### TASK DETAILS
The entries are to be reproduced verbatim, and their pictures left out.

---------- EXTRACTED RECORDS

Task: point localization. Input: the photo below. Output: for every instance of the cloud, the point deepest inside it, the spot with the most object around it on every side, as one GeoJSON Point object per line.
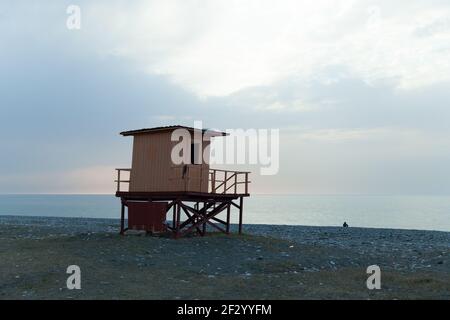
{"type": "Point", "coordinates": [217, 48]}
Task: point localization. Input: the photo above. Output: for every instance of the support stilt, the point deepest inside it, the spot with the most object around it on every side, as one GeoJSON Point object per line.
{"type": "Point", "coordinates": [241, 208]}
{"type": "Point", "coordinates": [122, 217]}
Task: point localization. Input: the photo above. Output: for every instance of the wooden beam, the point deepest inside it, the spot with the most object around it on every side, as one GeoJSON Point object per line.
{"type": "Point", "coordinates": [228, 218]}
{"type": "Point", "coordinates": [122, 217]}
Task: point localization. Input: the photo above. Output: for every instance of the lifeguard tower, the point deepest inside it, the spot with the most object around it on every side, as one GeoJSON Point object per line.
{"type": "Point", "coordinates": [191, 192]}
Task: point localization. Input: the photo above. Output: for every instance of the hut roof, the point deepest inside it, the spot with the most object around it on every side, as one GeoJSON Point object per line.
{"type": "Point", "coordinates": [211, 133]}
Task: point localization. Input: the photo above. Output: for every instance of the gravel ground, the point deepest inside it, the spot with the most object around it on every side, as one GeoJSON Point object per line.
{"type": "Point", "coordinates": [267, 262]}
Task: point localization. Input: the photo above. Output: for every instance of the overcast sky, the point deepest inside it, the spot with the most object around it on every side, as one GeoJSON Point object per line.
{"type": "Point", "coordinates": [360, 90]}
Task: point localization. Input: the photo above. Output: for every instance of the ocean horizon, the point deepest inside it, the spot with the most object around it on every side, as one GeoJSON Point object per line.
{"type": "Point", "coordinates": [365, 211]}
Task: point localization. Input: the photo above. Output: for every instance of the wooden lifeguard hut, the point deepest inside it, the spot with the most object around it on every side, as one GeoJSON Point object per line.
{"type": "Point", "coordinates": [192, 193]}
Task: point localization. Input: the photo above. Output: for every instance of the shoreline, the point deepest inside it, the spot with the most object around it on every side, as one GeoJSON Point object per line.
{"type": "Point", "coordinates": [266, 262]}
{"type": "Point", "coordinates": [5, 217]}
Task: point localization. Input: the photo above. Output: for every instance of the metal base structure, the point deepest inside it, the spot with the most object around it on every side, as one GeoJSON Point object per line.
{"type": "Point", "coordinates": [191, 213]}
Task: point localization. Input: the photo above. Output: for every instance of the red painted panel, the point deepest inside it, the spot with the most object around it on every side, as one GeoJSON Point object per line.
{"type": "Point", "coordinates": [148, 216]}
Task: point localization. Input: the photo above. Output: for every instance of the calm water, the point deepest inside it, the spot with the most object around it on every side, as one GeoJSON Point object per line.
{"type": "Point", "coordinates": [404, 212]}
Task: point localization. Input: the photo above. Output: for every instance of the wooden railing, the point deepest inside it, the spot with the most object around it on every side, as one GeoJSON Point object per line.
{"type": "Point", "coordinates": [218, 181]}
{"type": "Point", "coordinates": [119, 176]}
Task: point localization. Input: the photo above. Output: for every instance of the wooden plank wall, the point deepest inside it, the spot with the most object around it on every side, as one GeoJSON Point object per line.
{"type": "Point", "coordinates": [153, 170]}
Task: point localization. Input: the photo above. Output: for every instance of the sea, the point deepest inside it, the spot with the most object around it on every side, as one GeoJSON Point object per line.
{"type": "Point", "coordinates": [393, 212]}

--------------------

### FINISHED TASK
Task: point localization. Input: the photo below. Output: for every instance of the cloud, the point deepest inside it, the spot with the most object around it on every side, as one GeoJSON Point object per line.
{"type": "Point", "coordinates": [217, 48]}
Task: point localization. Input: the photo above. Output: for every instance of the support stilt, the point deepest inside it, the spot with the most object around it on every side, as one GeoJSON Point object per line.
{"type": "Point", "coordinates": [241, 208]}
{"type": "Point", "coordinates": [122, 217]}
Task: point localization. Input: the photo above. Output: for every instance of the wooden beam, the point deepest inside it, the spot with the most object around it on every side, as one GeoJSON Point object per line.
{"type": "Point", "coordinates": [228, 218]}
{"type": "Point", "coordinates": [122, 217]}
Task: point localization. Input: the photo above. Output: for every instance of the lifeguard tower, the point deepest inside it, the spot with the most object around it on every side, as one GeoJSON Point object per line.
{"type": "Point", "coordinates": [191, 192]}
Task: point localization. Input: the photo above. Output: for every instance of the hut roof, the point deepest inside it, the spot with the most object around it on every side, as one GeoJSON Point object per line.
{"type": "Point", "coordinates": [211, 133]}
Task: point localization. Input: the photo above. Output: for every instance of the gravel ground, the point deepest inside it, the spot with the most object around it on every side, as one GeoJSON Point object per line.
{"type": "Point", "coordinates": [267, 262]}
Task: point localization. Input: the photo above. Output: for every instance of the overcast sky, the point deepest inside it, the spot with the most object around it on every side, as one GeoJSON Point object per line.
{"type": "Point", "coordinates": [360, 90]}
Task: point localization. Input: the photo above. Output: for every instance of the ocean horizon, the point deepest inside it, the spot with the most object around it on every side, as one GeoJSON Point object per line.
{"type": "Point", "coordinates": [365, 211]}
Task: point localization. Input: the photo above. Output: for every instance of the wooden lifeguard hut, the point deepest inside it, the spot with the most object around it on every side, as one GeoJSON Point object per line.
{"type": "Point", "coordinates": [192, 193]}
Task: point localization. Input: the photo above. Output: for every instance of the shoreline, the point deepest inside it, the spot with the most object around it on every side, as one GeoJSON Point object per line.
{"type": "Point", "coordinates": [266, 262]}
{"type": "Point", "coordinates": [5, 217]}
Task: point localization. Input: the photo above. Output: for every instance of the metal base structure, the point deepest inside it, the spot with the most object around it on every side, as one GeoJSON Point object per line.
{"type": "Point", "coordinates": [191, 213]}
Task: point localization. Input: the photo above. Output: for every instance of the red painted panel, the point deepest inside it, the spot with the most object around it on every side, as one GeoJSON Point object per line.
{"type": "Point", "coordinates": [148, 216]}
Task: point localization. Input: the photo above. Output: for every instance of the calm water, the point deepest inside it, the spot with the most object around it on every side, as one GeoJSON Point object per line.
{"type": "Point", "coordinates": [404, 212]}
Task: point localization. Input: the photo above. Output: for every instance of the wooden railing, the point deepest inside it, the spot with the most object around it on every side, as one GeoJSON Point object per line.
{"type": "Point", "coordinates": [218, 181]}
{"type": "Point", "coordinates": [119, 176]}
Task: point localization. Input: the photo above. Output: for every instance of the wooden plank wall, the point deepest inside it, the spot with the most object around it on every side, as one GeoJSON Point object per line.
{"type": "Point", "coordinates": [153, 170]}
Task: point localization. Input: the photo above. Output: for every instance of the sea, the point deepest inside it, the spot with the most object around it on every side, as one GeoJSON Point object per line.
{"type": "Point", "coordinates": [393, 212]}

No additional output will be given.